- ENUNCIADO DEL PROBLEMA 1:
Según el texto sobre la amnistía y el indulto, ¿en el marco de qué diálogos se ha reabierto el debate sobre su otorgamiento a los alzados en armas?

- TEXTO PARA LEER:
A lo largo de toda nuestra historia como Nación, la amnistía y el indulto prácticamente han sido el único, último y, a veces, eficaz instrumento jurídico de resolución de las grandes confrontaciones sociales y armadas escenificadas en nuestra patria.

Movimientos insurgentes.
Movimientos insurgentes.

Miguel González R.

En el marco de los diálogos de paz de La Habana, pero mucho más allá de ese importante escenario para el futuro político y social del país, se ha reabierto un viejo debate en torno a la necesidad o no de otorgar una amplia amnistía o indulto a los alzados en armas, como una de las tantas alternativas constitucionales de cara a la solución política del prolongado conflicto armado que en las últimas décadas ha vivido el país.

[Registros de datos]
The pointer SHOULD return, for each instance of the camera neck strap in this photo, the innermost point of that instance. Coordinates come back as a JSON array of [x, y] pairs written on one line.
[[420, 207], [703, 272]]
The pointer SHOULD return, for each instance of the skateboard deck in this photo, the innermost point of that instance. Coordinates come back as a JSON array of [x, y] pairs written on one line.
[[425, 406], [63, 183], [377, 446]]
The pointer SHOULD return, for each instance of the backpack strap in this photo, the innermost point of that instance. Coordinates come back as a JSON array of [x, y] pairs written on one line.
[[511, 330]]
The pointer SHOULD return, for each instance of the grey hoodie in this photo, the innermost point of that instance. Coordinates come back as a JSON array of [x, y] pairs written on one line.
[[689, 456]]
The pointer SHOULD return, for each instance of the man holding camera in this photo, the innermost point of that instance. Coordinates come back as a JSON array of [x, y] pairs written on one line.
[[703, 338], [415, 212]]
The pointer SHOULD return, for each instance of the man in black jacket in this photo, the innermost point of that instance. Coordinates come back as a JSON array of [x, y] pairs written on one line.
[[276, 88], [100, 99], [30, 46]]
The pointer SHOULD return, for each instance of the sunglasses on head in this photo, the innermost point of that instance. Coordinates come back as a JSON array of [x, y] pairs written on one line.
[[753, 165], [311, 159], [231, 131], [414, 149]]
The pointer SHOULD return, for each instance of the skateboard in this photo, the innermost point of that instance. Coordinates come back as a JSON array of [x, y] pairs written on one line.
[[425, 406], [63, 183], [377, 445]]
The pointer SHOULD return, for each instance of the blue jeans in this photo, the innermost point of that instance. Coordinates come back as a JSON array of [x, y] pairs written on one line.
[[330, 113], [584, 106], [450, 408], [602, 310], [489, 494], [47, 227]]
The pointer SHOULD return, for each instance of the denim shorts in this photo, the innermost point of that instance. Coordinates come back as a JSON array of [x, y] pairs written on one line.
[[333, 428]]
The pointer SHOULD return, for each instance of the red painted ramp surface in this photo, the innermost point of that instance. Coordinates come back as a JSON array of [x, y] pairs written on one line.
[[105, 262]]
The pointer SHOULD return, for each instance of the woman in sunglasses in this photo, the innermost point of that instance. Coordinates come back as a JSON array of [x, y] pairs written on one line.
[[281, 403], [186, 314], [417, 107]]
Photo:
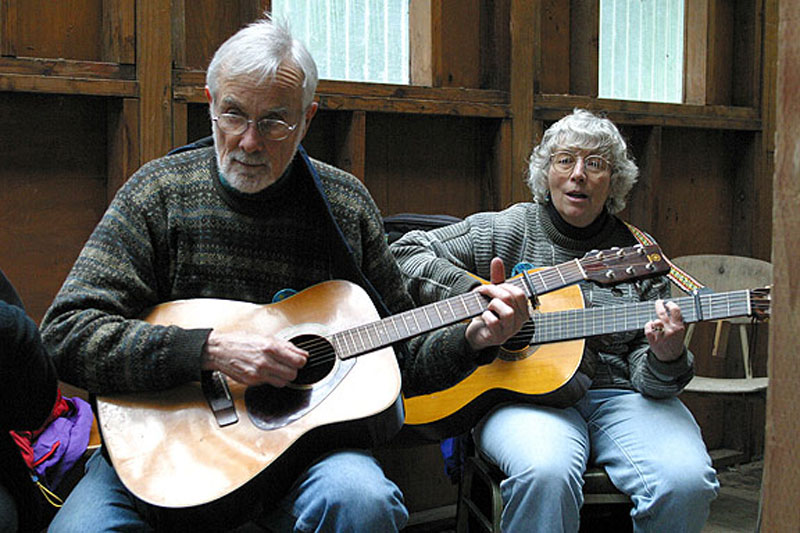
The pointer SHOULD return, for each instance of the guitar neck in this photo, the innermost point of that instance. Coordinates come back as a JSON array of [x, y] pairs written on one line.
[[369, 337], [580, 323]]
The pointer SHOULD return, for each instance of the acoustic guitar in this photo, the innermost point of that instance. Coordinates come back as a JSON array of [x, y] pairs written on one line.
[[199, 442], [544, 373]]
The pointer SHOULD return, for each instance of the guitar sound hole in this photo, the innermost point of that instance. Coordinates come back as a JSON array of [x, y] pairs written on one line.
[[321, 359]]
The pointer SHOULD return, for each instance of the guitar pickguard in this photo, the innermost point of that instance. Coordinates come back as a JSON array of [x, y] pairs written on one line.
[[272, 408]]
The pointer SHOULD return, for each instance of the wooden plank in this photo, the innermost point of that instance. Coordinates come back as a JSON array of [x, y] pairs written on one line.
[[8, 27], [119, 17], [459, 58], [495, 45], [65, 85], [526, 67], [71, 30], [420, 14], [208, 24], [720, 59], [178, 34], [643, 205], [154, 64], [350, 141], [553, 107], [695, 46], [67, 68], [408, 172], [52, 188], [555, 47], [180, 124], [584, 43], [123, 143], [501, 185], [781, 473]]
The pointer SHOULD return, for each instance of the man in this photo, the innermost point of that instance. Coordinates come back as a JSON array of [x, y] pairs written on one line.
[[247, 220], [29, 390]]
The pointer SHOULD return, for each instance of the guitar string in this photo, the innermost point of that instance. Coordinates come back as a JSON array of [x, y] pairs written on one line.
[[321, 351]]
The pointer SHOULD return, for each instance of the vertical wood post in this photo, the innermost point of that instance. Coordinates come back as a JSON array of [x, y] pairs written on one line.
[[782, 458], [154, 73]]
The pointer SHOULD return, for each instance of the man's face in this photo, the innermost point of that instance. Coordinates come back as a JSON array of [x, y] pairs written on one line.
[[249, 161]]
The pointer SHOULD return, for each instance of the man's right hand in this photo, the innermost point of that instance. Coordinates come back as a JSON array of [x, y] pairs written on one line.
[[253, 359]]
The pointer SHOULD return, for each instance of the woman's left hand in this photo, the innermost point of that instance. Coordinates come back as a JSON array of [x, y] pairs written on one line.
[[666, 332]]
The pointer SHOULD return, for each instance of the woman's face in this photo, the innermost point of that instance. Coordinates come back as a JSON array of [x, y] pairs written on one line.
[[579, 183]]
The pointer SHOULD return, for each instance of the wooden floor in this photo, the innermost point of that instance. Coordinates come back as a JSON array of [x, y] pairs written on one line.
[[736, 508]]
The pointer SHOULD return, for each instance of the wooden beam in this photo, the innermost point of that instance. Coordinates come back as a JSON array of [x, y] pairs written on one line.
[[553, 107], [584, 47], [154, 70], [35, 83], [695, 50], [526, 66], [119, 17], [422, 44], [8, 27], [782, 458], [351, 149], [123, 143]]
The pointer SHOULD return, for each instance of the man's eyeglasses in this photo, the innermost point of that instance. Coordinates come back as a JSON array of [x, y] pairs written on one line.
[[564, 162], [269, 128]]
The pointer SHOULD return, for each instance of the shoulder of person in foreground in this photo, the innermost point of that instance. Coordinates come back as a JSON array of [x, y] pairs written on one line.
[[29, 393]]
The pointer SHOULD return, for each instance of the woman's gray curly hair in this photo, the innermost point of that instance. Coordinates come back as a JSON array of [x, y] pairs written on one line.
[[583, 130]]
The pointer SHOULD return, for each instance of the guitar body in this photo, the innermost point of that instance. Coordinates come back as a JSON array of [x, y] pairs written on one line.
[[544, 374], [169, 450]]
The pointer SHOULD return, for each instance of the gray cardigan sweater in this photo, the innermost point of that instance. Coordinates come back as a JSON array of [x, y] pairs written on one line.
[[435, 266]]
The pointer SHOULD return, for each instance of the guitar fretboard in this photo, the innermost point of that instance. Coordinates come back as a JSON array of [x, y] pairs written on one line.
[[375, 335], [609, 266], [581, 323]]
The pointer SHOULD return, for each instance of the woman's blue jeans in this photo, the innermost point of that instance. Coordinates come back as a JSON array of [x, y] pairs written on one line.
[[652, 450]]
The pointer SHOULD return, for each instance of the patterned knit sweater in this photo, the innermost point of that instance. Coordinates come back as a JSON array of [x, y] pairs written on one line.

- ENUNCIADO DEL PROBLEMA 2:
Seleccione y copie cada línea de los registros que contenga la palabra "camera".

- SOLUCIÓN 1:
En el marco de los diálogos de paz de La Habana.

- SOLUCIÓN 2:
The pointer SHOULD return, for each instance of the camera neck strap in this photo, the innermost point of that instance. Coordinates come back as a JSON array of [x, y] pairs written on one line.
The pointer SHOULD return, for each instance of the man holding camera in this photo, the innermost point of that instance. Coordinates come back as a JSON array of [x, y] pairs written on one line.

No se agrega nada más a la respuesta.